- _Dataset excerpts_

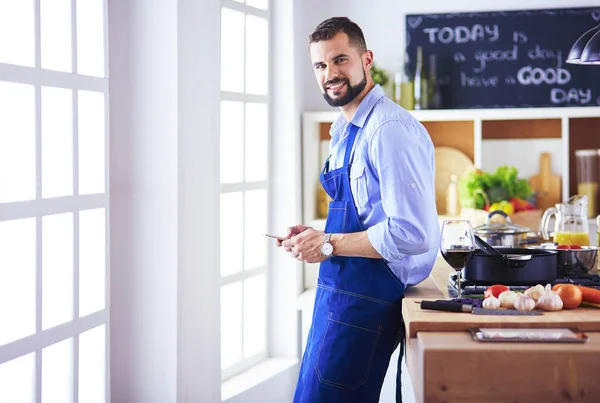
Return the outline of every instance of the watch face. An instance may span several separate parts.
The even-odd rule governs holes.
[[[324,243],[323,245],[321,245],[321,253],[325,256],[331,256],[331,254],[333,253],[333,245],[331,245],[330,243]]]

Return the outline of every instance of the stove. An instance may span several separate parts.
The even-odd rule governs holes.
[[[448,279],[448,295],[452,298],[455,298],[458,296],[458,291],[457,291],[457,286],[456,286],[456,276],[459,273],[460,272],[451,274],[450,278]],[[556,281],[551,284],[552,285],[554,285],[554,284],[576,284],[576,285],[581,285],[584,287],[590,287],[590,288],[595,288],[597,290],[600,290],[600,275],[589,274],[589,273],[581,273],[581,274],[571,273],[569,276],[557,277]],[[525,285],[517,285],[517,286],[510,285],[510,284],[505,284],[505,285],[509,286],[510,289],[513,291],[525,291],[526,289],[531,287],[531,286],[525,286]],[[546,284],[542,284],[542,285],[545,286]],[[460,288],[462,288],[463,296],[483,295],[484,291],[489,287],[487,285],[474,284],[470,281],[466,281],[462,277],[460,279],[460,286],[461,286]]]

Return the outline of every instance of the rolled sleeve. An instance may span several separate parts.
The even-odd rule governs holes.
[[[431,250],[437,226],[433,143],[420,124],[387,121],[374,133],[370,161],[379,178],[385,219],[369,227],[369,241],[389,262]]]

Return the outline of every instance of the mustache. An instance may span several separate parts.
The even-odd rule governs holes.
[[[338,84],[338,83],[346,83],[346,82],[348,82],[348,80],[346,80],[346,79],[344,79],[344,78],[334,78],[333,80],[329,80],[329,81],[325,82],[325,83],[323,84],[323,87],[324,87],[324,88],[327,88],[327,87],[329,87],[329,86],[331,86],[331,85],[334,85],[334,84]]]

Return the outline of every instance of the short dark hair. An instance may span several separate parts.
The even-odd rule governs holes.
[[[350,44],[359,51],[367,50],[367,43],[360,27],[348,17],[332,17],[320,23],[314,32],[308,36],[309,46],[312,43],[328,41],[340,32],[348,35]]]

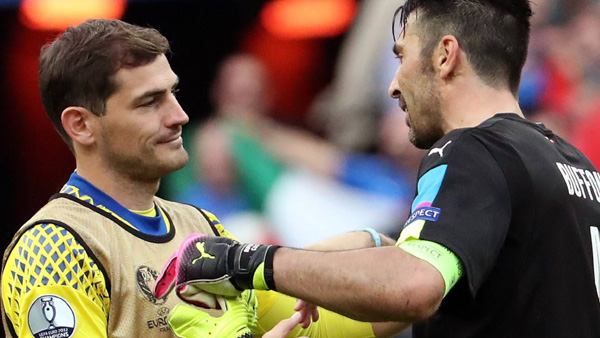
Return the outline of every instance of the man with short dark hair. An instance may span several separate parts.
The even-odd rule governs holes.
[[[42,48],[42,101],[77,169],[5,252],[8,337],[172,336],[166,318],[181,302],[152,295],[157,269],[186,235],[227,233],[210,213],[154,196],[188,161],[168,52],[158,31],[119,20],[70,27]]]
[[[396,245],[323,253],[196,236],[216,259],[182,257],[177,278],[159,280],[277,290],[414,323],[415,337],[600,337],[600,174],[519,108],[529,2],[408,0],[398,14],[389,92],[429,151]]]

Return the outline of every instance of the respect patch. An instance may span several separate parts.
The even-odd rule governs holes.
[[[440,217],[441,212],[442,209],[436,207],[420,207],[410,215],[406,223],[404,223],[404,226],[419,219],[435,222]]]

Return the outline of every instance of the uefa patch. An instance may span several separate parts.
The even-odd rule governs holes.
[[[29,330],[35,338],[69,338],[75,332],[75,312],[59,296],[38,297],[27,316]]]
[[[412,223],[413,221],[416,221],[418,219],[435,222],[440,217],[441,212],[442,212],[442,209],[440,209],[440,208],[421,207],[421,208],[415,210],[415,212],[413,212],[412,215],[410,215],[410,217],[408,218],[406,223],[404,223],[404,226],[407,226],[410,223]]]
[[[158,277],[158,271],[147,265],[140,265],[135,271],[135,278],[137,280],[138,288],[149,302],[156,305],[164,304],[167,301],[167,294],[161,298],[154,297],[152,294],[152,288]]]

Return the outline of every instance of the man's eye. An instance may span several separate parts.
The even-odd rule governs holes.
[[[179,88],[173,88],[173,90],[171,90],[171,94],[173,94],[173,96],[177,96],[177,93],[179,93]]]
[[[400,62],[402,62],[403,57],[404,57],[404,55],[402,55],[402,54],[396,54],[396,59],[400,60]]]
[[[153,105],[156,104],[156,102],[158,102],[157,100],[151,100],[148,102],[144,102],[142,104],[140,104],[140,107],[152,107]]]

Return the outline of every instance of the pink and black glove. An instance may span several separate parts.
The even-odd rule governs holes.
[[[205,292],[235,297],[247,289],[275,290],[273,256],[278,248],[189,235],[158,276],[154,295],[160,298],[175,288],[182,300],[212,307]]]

- _What to work on_
Output each line above exactly as it stands, omitting the pictures.

- _Written answer_
Return the outline of every instance of the watch face. An instance may span several separate parts.
The even-odd rule governs holes.
[[[324,243],[323,245],[321,245],[321,253],[325,256],[331,256],[331,254],[333,253],[333,245],[331,245],[330,243]]]

Return the outline of every instance of the stove. An instance may span several separate parts.
The even-odd rule governs holes.
[[[448,279],[448,295],[452,298],[455,298],[458,296],[458,291],[457,291],[457,286],[456,286],[456,276],[459,273],[460,272],[451,274],[450,278]],[[556,281],[551,284],[552,285],[554,285],[554,284],[576,284],[576,285],[581,285],[584,287],[590,287],[590,288],[595,288],[597,290],[600,290],[600,275],[589,274],[589,273],[581,273],[581,274],[571,273],[569,276],[557,277]],[[525,285],[517,285],[517,286],[510,285],[510,284],[505,284],[505,285],[509,286],[510,289],[513,291],[525,291],[526,289],[531,287],[531,286],[525,286]],[[546,284],[542,284],[542,285],[545,286]],[[460,288],[462,288],[463,296],[483,295],[484,291],[489,287],[487,285],[474,284],[470,281],[466,281],[462,277],[460,279],[460,286],[461,286]]]

Return the outline of every instance of the rolled sleeve. An instance may span several separate parts.
The even-odd rule governs holes.
[[[431,250],[437,226],[433,143],[420,124],[387,121],[374,133],[370,161],[379,178],[385,219],[369,227],[369,241],[389,262]]]

Return the outline of every instance of the mustache. An instance may span several separate parts.
The even-odd rule governs holes.
[[[338,84],[338,83],[346,83],[346,82],[348,82],[348,80],[346,80],[346,79],[344,79],[344,78],[334,78],[333,80],[329,80],[329,81],[325,82],[325,83],[323,84],[323,87],[324,87],[324,88],[327,88],[327,87],[329,87],[329,86],[331,86],[331,85],[334,85],[334,84]]]

Return the outline of every instance of the short dark hair. An instance may span several separate parts.
The even-odd rule governs holes.
[[[350,44],[359,51],[367,50],[367,43],[360,27],[348,17],[332,17],[320,23],[314,32],[308,36],[309,46],[312,43],[328,41],[340,32],[348,35]]]

Return the outline of every instance of the man with short dark hair. An instance may span several separate parts.
The even-odd rule governs holes.
[[[42,48],[42,101],[77,169],[5,252],[8,337],[172,336],[166,318],[181,302],[152,295],[157,269],[186,235],[227,233],[210,213],[154,196],[188,161],[168,52],[158,31],[119,20],[70,27]]]
[[[396,245],[323,253],[196,236],[216,259],[182,257],[177,278],[159,280],[277,290],[414,323],[415,337],[600,337],[600,174],[519,108],[529,2],[408,0],[398,14],[389,92],[429,151]]]

Return the outline of every instance of the respect patch. An instance may span several separate parts.
The even-odd rule governs holes.
[[[440,217],[441,212],[442,209],[436,207],[420,207],[410,215],[406,223],[404,223],[404,226],[419,219],[435,222]]]

Return the outline of every instance of the uefa patch. An instance may span several separate parts.
The even-odd rule governs holes.
[[[29,330],[35,338],[69,338],[75,332],[75,312],[59,296],[38,297],[27,316]]]
[[[412,223],[413,221],[416,221],[418,219],[435,222],[440,217],[441,212],[442,212],[442,209],[440,209],[440,208],[421,207],[421,208],[415,210],[415,212],[413,212],[412,215],[410,215],[410,217],[408,218],[406,223],[404,223],[404,226],[407,226],[410,223]]]
[[[158,277],[158,271],[147,265],[140,265],[135,271],[135,278],[137,280],[138,288],[149,302],[156,305],[164,304],[167,301],[167,294],[161,298],[154,297],[152,294],[152,288]]]

Return the outline of every instance of the man's eye. An instance may span several separate parts.
The even-odd rule governs holes.
[[[179,88],[173,88],[173,90],[171,90],[171,94],[173,94],[173,96],[177,96],[177,93],[179,93]]]
[[[400,62],[402,62],[403,57],[404,57],[404,55],[402,55],[402,54],[396,54],[396,59],[400,60]]]
[[[153,105],[156,104],[156,102],[158,102],[157,100],[151,100],[148,102],[144,102],[142,104],[140,104],[140,107],[152,107]]]

Return the outline of every instance of the pink and black glove. An instance may span several separate parts.
The even-odd rule governs holes.
[[[205,292],[235,297],[247,289],[275,290],[273,256],[278,248],[189,235],[158,276],[154,295],[160,298],[175,288],[182,300],[212,307]]]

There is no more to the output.